- _STATED TASK_
Rewrite the lines below with "potted shrub" changed to "planted bush" and nothing else altered. Leave the pictures out of your answer.
- - - -
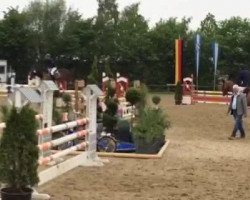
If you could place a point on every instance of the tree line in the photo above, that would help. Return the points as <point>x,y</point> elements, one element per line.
<point>121,41</point>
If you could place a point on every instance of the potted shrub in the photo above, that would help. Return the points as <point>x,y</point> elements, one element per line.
<point>67,106</point>
<point>133,96</point>
<point>178,93</point>
<point>156,100</point>
<point>149,132</point>
<point>19,154</point>
<point>109,116</point>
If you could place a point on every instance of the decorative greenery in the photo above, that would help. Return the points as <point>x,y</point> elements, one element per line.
<point>109,122</point>
<point>93,77</point>
<point>178,93</point>
<point>151,125</point>
<point>56,115</point>
<point>18,149</point>
<point>111,107</point>
<point>133,96</point>
<point>109,116</point>
<point>144,96</point>
<point>5,113</point>
<point>67,100</point>
<point>110,91</point>
<point>156,100</point>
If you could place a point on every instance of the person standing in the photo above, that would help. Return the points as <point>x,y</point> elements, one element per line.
<point>238,108</point>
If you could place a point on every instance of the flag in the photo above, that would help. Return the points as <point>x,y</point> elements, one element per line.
<point>215,55</point>
<point>197,52</point>
<point>178,60</point>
- - - -
- _SOLUTION TO THE PROBLEM_
If you could place a point on every instance of the tree line in the photo above, that would help. Return the points as <point>x,y</point> elements, one element per line.
<point>121,41</point>
If you could place a point on every instance of the planted bush in the photo above, that would help. Return the points as <point>x,y</point> elements, one element per line.
<point>67,106</point>
<point>133,96</point>
<point>178,93</point>
<point>156,100</point>
<point>149,132</point>
<point>19,154</point>
<point>109,116</point>
If you could place a point on every instance of the decorative greenery in the photo above, that would help. Return the points as <point>x,y</point> elements, one element per line.
<point>109,122</point>
<point>93,77</point>
<point>178,93</point>
<point>151,125</point>
<point>56,115</point>
<point>18,149</point>
<point>111,107</point>
<point>133,96</point>
<point>109,116</point>
<point>144,96</point>
<point>5,113</point>
<point>67,100</point>
<point>110,91</point>
<point>156,100</point>
If you could place a point on every instance of the person standing in the photo above, that would help. Return the points as <point>x,y</point> elements, one element per line.
<point>238,108</point>
If you could place a point on every instance of the flag in the photo above, that would help. Return the points as <point>x,y</point> elements, one element per line.
<point>215,55</point>
<point>197,52</point>
<point>178,60</point>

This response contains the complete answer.